::: MATERIAL PROVIDED :::

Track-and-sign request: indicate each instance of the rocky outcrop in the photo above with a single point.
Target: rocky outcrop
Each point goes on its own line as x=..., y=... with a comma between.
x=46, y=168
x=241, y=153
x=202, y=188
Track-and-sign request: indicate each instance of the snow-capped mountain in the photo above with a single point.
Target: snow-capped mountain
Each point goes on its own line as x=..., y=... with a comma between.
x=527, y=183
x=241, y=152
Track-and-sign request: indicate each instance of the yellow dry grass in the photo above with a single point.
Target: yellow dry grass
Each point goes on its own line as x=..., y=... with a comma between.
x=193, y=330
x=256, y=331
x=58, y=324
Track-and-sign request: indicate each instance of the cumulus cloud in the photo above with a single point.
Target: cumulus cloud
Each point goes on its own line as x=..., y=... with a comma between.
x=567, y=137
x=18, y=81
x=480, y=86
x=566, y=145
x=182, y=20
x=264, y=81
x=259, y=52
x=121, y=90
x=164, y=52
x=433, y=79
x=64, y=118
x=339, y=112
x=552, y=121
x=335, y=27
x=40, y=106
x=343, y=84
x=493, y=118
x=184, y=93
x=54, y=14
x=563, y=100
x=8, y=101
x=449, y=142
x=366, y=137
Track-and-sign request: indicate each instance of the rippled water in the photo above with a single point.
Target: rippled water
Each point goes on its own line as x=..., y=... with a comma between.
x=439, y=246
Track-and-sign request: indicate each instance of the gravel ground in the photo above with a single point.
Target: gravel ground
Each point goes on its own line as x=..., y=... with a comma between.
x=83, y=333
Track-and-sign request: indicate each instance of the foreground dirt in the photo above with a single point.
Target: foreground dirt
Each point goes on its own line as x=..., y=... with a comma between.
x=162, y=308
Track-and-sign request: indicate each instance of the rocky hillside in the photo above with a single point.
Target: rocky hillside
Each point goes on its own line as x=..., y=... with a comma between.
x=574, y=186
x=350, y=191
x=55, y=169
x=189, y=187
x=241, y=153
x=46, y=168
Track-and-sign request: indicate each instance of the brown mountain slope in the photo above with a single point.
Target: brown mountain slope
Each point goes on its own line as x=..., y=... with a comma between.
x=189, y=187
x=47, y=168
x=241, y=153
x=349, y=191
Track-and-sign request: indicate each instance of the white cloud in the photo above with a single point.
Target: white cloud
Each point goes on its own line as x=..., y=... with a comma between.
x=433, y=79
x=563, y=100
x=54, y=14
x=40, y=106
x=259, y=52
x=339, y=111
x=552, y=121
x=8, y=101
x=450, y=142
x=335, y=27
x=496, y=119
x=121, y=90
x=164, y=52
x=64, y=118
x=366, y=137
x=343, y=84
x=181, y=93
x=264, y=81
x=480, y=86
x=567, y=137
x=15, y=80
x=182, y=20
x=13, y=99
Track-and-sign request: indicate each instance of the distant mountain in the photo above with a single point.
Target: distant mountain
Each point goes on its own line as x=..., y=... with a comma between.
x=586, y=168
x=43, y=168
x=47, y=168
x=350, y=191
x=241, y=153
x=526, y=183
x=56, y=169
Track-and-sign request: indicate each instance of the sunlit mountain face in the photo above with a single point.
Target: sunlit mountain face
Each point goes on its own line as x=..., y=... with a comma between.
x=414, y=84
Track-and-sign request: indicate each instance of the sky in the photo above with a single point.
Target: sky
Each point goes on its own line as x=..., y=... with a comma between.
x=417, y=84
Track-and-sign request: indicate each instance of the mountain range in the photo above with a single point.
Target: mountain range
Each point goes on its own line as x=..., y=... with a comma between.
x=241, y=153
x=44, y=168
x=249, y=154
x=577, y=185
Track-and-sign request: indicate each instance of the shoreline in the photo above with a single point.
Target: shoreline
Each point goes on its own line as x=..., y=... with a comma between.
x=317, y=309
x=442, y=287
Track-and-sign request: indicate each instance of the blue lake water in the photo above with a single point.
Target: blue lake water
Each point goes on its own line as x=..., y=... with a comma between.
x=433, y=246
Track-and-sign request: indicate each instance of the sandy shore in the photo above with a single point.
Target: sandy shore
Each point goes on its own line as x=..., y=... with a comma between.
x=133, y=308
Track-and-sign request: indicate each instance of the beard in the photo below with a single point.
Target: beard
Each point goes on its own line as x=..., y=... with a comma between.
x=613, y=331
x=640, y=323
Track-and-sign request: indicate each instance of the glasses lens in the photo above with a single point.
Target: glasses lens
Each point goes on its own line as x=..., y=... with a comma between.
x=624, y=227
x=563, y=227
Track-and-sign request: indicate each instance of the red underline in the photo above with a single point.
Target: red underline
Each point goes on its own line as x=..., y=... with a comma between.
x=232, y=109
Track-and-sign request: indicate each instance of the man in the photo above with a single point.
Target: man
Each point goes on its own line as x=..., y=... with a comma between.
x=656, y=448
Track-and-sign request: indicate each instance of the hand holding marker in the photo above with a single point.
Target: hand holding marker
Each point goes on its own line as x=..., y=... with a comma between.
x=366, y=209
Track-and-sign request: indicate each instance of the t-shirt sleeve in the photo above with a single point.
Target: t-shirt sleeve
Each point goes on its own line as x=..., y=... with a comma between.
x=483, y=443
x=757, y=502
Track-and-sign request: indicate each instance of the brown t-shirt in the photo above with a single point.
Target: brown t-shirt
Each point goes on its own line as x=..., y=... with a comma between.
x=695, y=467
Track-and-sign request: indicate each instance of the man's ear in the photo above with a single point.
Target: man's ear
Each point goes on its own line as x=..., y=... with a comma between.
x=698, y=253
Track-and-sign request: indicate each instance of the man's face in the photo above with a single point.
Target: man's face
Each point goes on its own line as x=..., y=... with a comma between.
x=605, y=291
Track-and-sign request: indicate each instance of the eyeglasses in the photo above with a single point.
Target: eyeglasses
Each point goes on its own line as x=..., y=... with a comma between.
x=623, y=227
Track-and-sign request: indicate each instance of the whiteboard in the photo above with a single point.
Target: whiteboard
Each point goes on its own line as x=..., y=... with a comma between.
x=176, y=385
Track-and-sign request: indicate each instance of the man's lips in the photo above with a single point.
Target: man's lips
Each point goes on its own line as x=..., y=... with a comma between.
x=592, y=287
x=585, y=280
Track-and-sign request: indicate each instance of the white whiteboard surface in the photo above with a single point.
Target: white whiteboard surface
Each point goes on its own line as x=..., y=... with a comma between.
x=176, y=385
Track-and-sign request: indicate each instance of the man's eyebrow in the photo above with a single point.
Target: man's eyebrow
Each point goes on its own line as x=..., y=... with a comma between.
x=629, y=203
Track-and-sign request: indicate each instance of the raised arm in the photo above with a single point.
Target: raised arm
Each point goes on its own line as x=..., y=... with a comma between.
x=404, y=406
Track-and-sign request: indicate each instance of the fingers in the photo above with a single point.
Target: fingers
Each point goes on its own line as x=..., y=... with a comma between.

:::

OBJECTIVE:
Could you write out the rows above again, from the very first line through the line holding "x=241, y=152", both included, keeping every request line and shifting each x and y coordinate in the answer points up by 71?

REPLY TO THE EXERCISE:
Track-and-sign request: indicate each instance of the rocky outcrop in the photo above with a single point.
Target: rocky outcrop
Each point goes on its own line as x=..., y=... with a comma between.
x=117, y=239
x=312, y=224
x=273, y=259
Track-and-sign request: indicate each instance of the snow-capped mountain in the photo above with a single point.
Target: snow-capped mountain
Each point goes on its own line as x=..., y=... with a comma between.
x=598, y=254
x=312, y=223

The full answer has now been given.